■ Lines of data
*****

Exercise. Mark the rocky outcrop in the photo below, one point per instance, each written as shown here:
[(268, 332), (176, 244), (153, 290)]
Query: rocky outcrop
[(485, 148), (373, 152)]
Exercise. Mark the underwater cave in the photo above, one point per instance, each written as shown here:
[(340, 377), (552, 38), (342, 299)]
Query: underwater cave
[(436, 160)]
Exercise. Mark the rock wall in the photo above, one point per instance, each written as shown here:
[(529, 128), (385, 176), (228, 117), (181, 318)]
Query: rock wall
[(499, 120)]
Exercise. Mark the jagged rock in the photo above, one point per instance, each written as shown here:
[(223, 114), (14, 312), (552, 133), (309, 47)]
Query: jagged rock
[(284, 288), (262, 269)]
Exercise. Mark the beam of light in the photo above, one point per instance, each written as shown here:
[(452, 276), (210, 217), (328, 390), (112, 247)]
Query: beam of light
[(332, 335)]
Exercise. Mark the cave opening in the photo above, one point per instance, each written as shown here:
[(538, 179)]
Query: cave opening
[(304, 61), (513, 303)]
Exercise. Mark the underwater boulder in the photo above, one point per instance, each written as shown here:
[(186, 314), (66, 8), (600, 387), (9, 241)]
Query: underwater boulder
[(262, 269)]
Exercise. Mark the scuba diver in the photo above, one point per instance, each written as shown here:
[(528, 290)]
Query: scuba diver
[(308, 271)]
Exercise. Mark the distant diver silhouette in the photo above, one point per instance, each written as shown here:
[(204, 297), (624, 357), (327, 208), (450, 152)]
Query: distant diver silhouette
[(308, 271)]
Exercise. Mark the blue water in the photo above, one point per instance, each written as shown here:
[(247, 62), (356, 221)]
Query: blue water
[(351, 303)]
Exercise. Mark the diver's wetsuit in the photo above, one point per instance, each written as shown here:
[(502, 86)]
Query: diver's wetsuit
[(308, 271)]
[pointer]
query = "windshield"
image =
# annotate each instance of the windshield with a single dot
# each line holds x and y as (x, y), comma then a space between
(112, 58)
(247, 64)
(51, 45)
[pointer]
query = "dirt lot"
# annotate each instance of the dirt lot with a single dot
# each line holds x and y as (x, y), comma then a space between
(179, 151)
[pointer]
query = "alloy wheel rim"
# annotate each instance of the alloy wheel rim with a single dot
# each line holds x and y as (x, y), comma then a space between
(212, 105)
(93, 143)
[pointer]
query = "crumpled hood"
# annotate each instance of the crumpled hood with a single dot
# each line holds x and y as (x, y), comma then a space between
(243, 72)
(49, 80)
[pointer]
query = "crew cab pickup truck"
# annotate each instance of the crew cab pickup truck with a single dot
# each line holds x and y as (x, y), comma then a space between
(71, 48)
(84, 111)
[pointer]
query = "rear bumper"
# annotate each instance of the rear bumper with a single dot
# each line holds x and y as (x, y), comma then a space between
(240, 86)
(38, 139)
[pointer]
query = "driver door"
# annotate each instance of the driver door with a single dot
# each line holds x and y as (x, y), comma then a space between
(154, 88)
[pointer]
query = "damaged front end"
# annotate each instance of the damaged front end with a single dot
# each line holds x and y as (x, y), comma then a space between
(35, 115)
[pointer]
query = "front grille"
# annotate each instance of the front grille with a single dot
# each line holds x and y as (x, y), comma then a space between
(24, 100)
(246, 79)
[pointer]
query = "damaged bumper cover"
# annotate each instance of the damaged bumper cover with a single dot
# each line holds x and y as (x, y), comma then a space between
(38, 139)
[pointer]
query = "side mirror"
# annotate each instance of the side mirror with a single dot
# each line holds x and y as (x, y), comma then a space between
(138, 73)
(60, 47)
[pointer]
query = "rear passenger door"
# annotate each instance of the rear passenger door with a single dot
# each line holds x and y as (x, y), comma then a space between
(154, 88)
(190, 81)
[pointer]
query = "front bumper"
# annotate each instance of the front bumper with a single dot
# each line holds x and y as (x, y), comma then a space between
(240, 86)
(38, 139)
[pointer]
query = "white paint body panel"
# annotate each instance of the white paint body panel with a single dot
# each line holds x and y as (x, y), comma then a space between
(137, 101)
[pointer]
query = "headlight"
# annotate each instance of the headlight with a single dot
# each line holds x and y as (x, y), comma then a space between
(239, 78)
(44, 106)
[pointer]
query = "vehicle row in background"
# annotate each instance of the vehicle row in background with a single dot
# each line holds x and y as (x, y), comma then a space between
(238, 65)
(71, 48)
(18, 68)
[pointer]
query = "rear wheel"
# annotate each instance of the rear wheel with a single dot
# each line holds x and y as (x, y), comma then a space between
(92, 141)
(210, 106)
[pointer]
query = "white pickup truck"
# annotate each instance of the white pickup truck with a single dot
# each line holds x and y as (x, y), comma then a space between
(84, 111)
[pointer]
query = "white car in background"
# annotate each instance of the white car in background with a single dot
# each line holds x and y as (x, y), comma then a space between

*****

Copy out all the records above, changing each "single dot" to "single point" and keeping every other character the same.

■ FULL SOLUTION
Exercise. Mark the rocky outcrop in the photo below, one point per instance, each written as shown here:
[(268, 332), (176, 244), (153, 290)]
Query: rocky outcrop
[(485, 148), (373, 152)]
Exercise. Mark the underwater cave in the photo above, one point per instance, each written as shown here:
[(340, 377), (552, 38), (342, 299)]
Query: underwater cave
[(436, 160)]
Exercise. Mark the rock wall in the photo above, one point per instance, each written as shown here:
[(529, 128), (385, 176), (228, 117), (181, 318)]
Query: rock wall
[(499, 120)]
Exercise. Mark the jagged rock in the photo above, one point per instance, each written as shown here:
[(223, 114), (14, 312), (552, 133), (309, 47)]
Query: jagged rock
[(284, 288), (262, 269)]
Exercise. Mark the beam of light in the photo above, one point per instance, each written as shown here:
[(452, 276), (210, 217), (328, 390), (112, 247)]
Query: beam of light
[(332, 335)]
Exercise. Mark the cave opening in the photo above, one point per instance, each written as shown here:
[(538, 179)]
Query: cave opening
[(304, 61), (513, 303)]
Exercise. Mark the underwater boulder in the photo above, one point per instance, each written as shown here:
[(186, 314), (66, 8), (600, 387), (9, 241)]
Query: underwater boulder
[(262, 269)]
Exercise. Mark the scuba diver in the photo above, one point per instance, each written as shown here:
[(528, 290)]
Query: scuba diver
[(308, 271)]
Exercise. Mark the distant diver silhouette in the photo above, one point per instance, each written as shown here:
[(204, 297), (624, 357), (327, 208), (450, 152)]
Query: distant diver silhouette
[(308, 271)]
Exercise. Mark the blue water in the photo above, one point per instance, each written as shown here:
[(247, 62), (356, 221)]
Query: blue water
[(351, 303)]
Exercise. Mark the diver's wetsuit in the photo above, one point per instance, each written as shown here:
[(502, 86)]
Query: diver's wetsuit
[(308, 271)]
[pointer]
query = "windshield"
image =
# annotate each instance of the windshield with a single point
# each line holds x and y as (x, y), comma then a space between
(112, 58)
(247, 64)
(51, 45)
[pointer]
query = "dirt lot"
# annotate each instance of the dirt lot with a single point
# each line holds x and y as (x, y), comma then a space between
(179, 151)
[pointer]
query = "alloy wheel rim"
# annotate each instance of the alloy wheel rim with a single point
# each line holds x and y as (x, y), comma then a space between
(212, 105)
(93, 143)
[pointer]
query = "crumpled hood"
# annotate each instance of the crumpled hood with a single point
# each line holds x and y as (x, y), comma then a space between
(243, 72)
(49, 80)
[pointer]
query = "crew cab pickup truck"
# annotate each instance of the crew cab pickup truck with a single point
# each line holds x and y as (x, y), comma then a space between
(71, 48)
(84, 111)
[pointer]
query = "rear bumper"
# annotate each instance of the rear bumper with a single point
# each line holds x and y as (x, y), comma then a space between
(240, 86)
(38, 139)
[pointer]
query = "driver door"
# annotate each instance of the driver door with a single point
# each line holds x and y as (x, y), comma then a space between
(154, 88)
[pointer]
query = "damaged front end"
# annotate each instance of the damaged front end with a single point
# each line holds x and y as (x, y), comma then a space between
(35, 115)
[pointer]
query = "front grille"
# annotate each instance of the front grille with a single point
# each line holds x and y as (x, y), comma then a space between
(24, 100)
(246, 79)
[pointer]
query = "damaged bumper cover"
# annotate each instance of the damaged bumper cover with a single point
# each line holds x and y as (x, y), comma then a space between
(38, 139)
[pointer]
query = "side mirror"
# annotate each instance of the side mirror with a single point
# each line holds x and y as (x, y), comma then a space between
(138, 73)
(60, 47)
[pointer]
query = "rear passenger door"
# annotate each instance of the rear passenger door with a single point
# each line holds x and y as (x, y), comma then a space between
(154, 88)
(190, 81)
[pointer]
query = "front bumper"
# annotate each instance of the front bumper with a single point
# each line holds x and y as (x, y), comma then a space between
(240, 86)
(38, 139)
[pointer]
query = "white paint body panel"
# annotate each instance of the white paint body panel with a single point
# each line holds x and y as (x, y), comma then a space between
(137, 101)
[pointer]
query = "headlight"
# annotate each instance of the headlight with a single point
# each line holds x and y as (x, y), comma then a space between
(239, 78)
(44, 106)
[pointer]
query = "vehicle row in background"
# annotate each instance of the vehicle row in background with a single point
# each line holds x and y as (x, y), comma then a space between
(238, 65)
(71, 48)
(18, 68)
[pointer]
query = "rear wheel"
# annotate each instance of the rear wheel with a single point
# each line holds x and y as (x, y), comma then a space between
(92, 141)
(210, 106)
[pointer]
query = "white pickup truck"
# annotate each instance of the white pickup truck with a single point
# each line holds x and y as (x, y), comma then a space between
(84, 111)
[pointer]
query = "white car in background"
# annotate each instance of the white car in background with a single point
# each line holds x and y as (x, y), comma then a space between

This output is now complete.